◆ STATED PROBLEM 1:
Please reproduce the UBIFS patch from "This patch is" to "is already there.", word for word.

◆ DOCUMENT:
· · · ·
UBIFS: do not allocate too much
Bulk-read allocates 128KiB or more using kmalloc. The allocation
starts failing often when the memory gets fragmented. UBIFS still
works fine in this case, because it falls-back to standard
(non-optimized) read method, though. This patch teaches bulk-read
to allocate exactly the amount of memory it needs, instead of
allocating 128KiB every time.
This patch is also a preparation to the further fix where we'll
have a pre-allocated bulk-read buffer as well. For example, now
the @bu object is prepared in 'ubifs_bulk_read()', so we could
path either pre-allocated or allocated information to
'ubifs_do_bulk_read()' later. Or teaching 'ubifs_do_bulk_read()'
not to allocate 'bu->buf' if it is already there.
Signed-off-by: Artem Bityutskiy <Artem.Bityutskiy@nokia.com>
diff --git a/fs/ubifs/file.c b/fs/ubifs/file.c
index 8be827c..0c5c27d 100644
--- a/fs/ubifs/file.c
+++ b/fs/ubifs/file.c
@@ -691,32 +691,22 @@
/**
* ubifs_do_bulk_read - do bulk-read.
* @c: UBIFS file-system description object
- * @page1: first page
+ * @bu: bulk-read information
+ * @page1: first page to read
*
* This function returns %1 if the bulk-read is done, otherwise %0 is returned.
*/
-static int ubifs_do_bulk_read(struct ubifs_info *c, struct page *page1)
+static int ubifs_do_bulk_read(struct ubifs_info *c, struct bu_info *bu,
+ struct page *page1)
{
pgoff_t offset = page1->index, end_index;
struct address_space *mapping = page1->mapping;
struct inode *inode = mapping->host;
struct ubifs_inode *ui = ubifs_inode(inode);
- struct bu_info *bu;
int err, page_idx, page_cnt, ret = 0, n = 0;
+ int allocate = bu->buf ? 0 : 1;
loff_t isize;
- bu = kmalloc(sizeof(struct bu_info), GFP_NOFS | __GFP_NOWARN);
- if (!bu)
- return 0;
-
- bu->buf_len = c->bulk_read_buf_size;
- bu->buf = kmalloc(bu->buf_len, GFP_NOFS | __GFP_NOWARN);
- if (!bu->buf)
- goto out_free;
-
- data_key_init(c, &bu->key, inode->i_ino,
- offset << UBIFS_BLOCKS_PER_PAGE_SHIFT);
-
err = ubifs_tnc_get_bu_keys(c, bu);
if (err)
· · · ·
◆ DATA PROVIDED:
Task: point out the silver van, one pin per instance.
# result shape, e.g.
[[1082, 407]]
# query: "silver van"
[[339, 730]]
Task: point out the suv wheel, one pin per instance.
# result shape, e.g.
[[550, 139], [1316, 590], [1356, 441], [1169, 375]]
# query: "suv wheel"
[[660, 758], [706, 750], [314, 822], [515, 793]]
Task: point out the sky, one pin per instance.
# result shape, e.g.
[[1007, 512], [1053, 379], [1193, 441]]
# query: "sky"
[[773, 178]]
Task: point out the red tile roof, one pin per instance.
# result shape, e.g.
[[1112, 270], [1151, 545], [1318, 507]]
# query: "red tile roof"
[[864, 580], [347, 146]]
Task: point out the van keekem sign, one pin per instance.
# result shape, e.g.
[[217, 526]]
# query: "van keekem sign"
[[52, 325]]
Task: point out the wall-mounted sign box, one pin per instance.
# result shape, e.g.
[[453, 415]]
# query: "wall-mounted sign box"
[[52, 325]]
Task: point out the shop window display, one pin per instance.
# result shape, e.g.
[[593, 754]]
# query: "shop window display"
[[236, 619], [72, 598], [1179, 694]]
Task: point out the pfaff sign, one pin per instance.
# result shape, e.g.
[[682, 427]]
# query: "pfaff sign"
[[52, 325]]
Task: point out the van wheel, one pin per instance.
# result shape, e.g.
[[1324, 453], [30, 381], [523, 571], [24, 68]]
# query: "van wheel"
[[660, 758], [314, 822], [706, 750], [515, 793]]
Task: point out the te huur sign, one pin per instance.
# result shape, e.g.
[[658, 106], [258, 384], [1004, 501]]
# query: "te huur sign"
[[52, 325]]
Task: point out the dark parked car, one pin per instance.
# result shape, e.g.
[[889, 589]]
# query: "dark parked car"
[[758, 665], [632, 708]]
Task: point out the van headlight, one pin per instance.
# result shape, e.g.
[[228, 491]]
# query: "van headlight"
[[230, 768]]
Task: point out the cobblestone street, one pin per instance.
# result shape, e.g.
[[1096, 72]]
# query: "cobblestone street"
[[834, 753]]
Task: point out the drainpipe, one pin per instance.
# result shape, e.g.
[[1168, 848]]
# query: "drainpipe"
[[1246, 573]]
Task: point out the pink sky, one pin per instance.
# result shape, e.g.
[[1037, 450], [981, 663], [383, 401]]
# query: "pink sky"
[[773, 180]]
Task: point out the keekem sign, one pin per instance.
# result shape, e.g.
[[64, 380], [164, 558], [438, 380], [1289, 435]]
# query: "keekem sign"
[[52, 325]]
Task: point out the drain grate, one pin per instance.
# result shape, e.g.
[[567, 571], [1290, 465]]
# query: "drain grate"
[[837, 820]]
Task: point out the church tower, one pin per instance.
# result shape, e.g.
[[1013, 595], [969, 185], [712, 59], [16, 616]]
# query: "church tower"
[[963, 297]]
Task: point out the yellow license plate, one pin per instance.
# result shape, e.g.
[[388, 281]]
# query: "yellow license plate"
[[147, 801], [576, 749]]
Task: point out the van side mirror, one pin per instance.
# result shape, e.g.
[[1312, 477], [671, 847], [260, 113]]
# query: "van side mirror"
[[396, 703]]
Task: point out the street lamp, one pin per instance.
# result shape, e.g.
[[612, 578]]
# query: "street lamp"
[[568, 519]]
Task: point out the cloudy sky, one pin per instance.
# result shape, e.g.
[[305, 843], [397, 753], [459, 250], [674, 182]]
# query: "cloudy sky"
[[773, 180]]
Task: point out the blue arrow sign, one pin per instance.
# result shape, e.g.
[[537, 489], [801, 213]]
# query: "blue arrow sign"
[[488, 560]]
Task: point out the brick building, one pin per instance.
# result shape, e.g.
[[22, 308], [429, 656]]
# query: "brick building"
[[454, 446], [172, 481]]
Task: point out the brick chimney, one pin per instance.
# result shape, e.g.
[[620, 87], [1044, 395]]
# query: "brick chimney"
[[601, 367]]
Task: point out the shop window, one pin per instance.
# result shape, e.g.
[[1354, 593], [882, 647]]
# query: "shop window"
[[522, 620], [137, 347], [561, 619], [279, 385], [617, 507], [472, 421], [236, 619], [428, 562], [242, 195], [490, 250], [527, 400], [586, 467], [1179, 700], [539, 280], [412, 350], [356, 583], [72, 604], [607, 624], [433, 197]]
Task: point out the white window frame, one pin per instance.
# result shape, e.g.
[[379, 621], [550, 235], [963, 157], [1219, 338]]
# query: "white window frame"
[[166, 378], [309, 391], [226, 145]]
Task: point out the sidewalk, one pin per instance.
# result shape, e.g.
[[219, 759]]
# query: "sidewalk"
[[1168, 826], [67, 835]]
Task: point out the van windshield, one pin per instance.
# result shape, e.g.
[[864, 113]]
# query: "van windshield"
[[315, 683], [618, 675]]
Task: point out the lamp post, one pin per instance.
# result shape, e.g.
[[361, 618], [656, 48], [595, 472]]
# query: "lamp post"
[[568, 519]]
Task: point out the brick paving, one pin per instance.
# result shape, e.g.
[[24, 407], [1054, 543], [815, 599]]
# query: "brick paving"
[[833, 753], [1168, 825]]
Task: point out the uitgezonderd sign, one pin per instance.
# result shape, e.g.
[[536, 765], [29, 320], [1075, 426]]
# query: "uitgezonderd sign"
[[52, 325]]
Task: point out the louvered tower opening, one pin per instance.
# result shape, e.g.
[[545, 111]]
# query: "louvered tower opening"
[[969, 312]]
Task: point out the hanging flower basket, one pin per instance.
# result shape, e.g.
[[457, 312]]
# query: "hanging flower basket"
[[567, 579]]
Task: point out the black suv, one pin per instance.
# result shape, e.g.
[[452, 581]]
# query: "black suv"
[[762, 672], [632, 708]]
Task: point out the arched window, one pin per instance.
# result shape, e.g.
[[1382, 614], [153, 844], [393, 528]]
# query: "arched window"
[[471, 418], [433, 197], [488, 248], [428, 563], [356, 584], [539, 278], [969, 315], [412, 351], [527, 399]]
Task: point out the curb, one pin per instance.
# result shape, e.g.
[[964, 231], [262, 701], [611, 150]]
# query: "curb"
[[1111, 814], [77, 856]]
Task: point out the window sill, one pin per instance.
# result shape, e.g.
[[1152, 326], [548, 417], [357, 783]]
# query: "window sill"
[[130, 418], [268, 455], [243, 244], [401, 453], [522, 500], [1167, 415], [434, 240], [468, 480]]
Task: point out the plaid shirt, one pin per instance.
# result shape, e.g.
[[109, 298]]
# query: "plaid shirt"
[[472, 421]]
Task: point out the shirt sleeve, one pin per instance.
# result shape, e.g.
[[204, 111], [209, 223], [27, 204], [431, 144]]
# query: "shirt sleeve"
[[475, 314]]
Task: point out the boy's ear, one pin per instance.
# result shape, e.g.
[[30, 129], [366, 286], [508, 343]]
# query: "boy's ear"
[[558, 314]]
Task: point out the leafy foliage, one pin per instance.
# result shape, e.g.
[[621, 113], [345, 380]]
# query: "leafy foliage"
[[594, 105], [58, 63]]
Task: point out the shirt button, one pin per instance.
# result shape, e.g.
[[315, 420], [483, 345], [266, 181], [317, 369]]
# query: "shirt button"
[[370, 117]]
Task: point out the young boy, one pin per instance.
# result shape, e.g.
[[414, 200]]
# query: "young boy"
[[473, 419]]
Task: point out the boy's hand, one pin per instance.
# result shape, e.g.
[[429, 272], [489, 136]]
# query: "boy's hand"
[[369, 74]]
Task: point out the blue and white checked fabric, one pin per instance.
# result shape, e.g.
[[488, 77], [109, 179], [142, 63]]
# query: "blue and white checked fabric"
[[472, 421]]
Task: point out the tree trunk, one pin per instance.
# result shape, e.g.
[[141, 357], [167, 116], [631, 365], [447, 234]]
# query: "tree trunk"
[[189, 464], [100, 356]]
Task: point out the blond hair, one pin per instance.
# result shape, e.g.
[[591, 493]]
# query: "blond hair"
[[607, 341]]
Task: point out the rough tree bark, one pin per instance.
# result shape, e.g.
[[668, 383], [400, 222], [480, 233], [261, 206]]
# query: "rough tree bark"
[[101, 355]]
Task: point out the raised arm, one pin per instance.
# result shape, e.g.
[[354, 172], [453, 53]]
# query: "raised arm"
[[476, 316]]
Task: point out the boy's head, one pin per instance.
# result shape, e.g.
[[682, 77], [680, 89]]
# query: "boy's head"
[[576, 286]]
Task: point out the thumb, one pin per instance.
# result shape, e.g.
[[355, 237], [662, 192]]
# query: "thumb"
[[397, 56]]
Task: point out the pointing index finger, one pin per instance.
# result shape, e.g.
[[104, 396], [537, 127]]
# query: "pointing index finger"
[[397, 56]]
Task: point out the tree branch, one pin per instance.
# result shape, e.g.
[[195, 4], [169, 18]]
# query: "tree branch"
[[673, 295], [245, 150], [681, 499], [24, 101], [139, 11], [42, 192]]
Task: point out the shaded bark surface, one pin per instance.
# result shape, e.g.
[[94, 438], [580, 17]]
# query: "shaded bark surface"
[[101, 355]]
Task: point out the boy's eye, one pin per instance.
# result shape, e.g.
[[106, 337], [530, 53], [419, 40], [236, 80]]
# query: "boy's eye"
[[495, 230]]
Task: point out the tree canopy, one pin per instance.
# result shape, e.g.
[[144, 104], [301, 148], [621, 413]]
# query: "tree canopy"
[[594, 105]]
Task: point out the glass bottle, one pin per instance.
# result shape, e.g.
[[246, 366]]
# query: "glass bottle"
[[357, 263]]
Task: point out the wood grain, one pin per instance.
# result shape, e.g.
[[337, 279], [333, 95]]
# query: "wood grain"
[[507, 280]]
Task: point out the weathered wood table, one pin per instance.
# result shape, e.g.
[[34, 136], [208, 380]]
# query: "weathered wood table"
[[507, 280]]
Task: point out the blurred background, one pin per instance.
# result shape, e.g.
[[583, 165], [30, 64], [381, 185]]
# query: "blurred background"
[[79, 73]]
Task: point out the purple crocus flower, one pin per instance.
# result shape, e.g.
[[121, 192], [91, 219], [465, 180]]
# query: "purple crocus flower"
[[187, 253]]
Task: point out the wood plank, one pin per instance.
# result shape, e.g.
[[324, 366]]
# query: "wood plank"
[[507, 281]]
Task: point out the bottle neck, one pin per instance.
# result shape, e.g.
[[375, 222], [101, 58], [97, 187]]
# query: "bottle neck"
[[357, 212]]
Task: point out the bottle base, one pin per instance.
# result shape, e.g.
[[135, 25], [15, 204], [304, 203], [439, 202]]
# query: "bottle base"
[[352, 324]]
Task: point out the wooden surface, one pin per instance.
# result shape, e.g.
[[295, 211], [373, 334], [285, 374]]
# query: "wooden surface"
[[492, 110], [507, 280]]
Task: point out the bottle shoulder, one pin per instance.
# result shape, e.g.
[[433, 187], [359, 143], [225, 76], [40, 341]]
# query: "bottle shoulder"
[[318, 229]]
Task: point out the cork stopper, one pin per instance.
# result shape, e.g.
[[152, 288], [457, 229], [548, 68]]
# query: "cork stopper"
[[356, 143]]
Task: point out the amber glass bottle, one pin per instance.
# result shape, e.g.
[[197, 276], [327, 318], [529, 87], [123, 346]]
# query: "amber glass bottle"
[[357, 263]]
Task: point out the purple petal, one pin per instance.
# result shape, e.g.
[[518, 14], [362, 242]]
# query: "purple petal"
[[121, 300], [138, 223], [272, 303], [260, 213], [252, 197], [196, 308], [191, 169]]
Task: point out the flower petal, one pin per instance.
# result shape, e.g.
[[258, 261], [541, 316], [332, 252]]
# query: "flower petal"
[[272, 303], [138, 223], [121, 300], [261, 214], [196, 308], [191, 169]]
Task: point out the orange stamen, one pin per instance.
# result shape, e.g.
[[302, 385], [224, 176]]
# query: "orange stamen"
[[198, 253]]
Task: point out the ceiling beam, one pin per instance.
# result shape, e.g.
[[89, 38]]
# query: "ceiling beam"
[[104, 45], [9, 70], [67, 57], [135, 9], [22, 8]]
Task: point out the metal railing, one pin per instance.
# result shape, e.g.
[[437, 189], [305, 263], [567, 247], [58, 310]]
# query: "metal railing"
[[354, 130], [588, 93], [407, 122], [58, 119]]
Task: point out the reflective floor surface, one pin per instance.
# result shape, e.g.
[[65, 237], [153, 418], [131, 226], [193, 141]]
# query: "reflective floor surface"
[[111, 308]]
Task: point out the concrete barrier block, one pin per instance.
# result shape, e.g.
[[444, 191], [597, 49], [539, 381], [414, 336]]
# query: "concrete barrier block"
· · · ·
◆ STATED PROBLEM 2:
Shift each pin coordinate in the answers of the listing up by 91, and return only the lines from the line with "Task: point out the window" to the line with "240], [468, 480]]", requests included.

◆ FULL SOLUTION 1:
This patch is also a preparation to the further fix where we'll
have a pre-allocated bulk-read buffer as well. For example, now
the @bu object is prepared in 'ubifs_bulk_read()', so we could
path either pre-allocated or allocated information to
'ubifs_do_bulk_read()' later. Or teaching 'ubifs_do_bulk_read()'
not to allocate 'bu->buf' if it is already there.

◆ FULL SOLUTION 2:
Task: point out the window sill, one pin per instance.
# result shape, e.g.
[[1152, 326], [548, 417], [357, 783]]
# query: "window sill"
[[221, 509], [359, 546], [334, 335], [492, 544], [613, 591], [1258, 506], [525, 331], [559, 571]]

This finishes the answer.